◆ **GOAL OF THE EXERCISE**: Send back the records exactly as written, with no images.

[Stored entries]
=== Section Start ===

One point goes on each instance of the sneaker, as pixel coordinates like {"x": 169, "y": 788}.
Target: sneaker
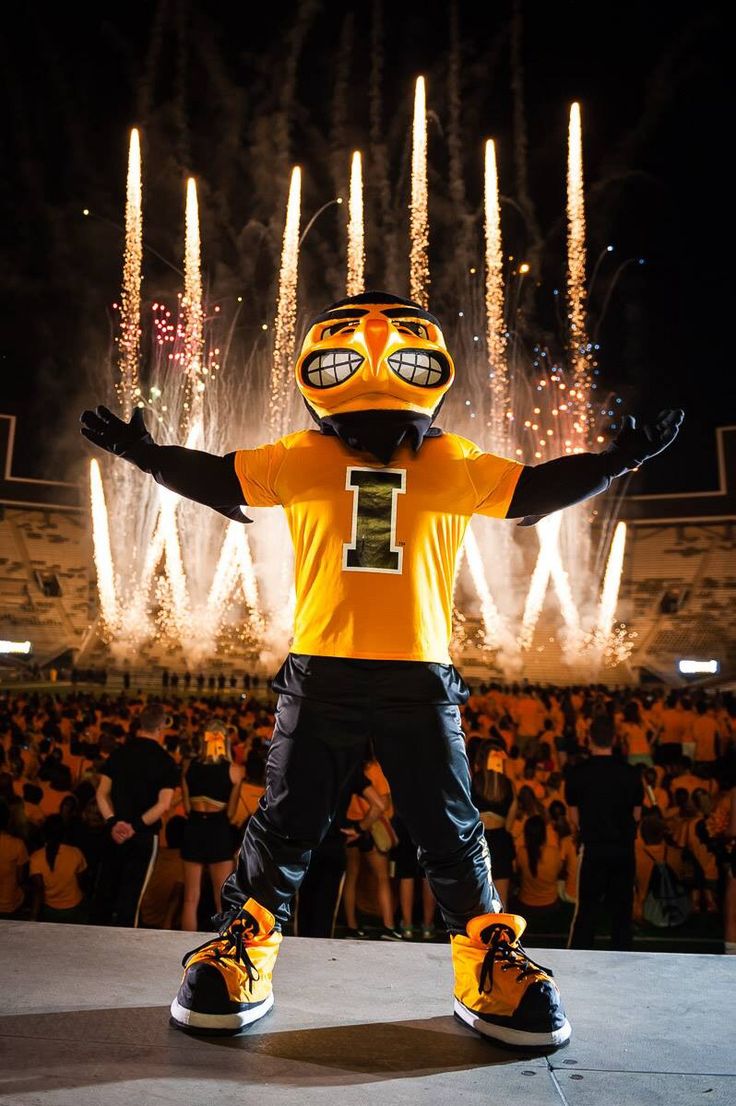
{"x": 503, "y": 994}
{"x": 390, "y": 935}
{"x": 227, "y": 981}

=== Section End ===

◆ **ANSWER BOX**:
One point goes on each instance of the sneaker, as pixel coordinates like {"x": 169, "y": 788}.
Target: sneaker
{"x": 503, "y": 994}
{"x": 390, "y": 935}
{"x": 227, "y": 981}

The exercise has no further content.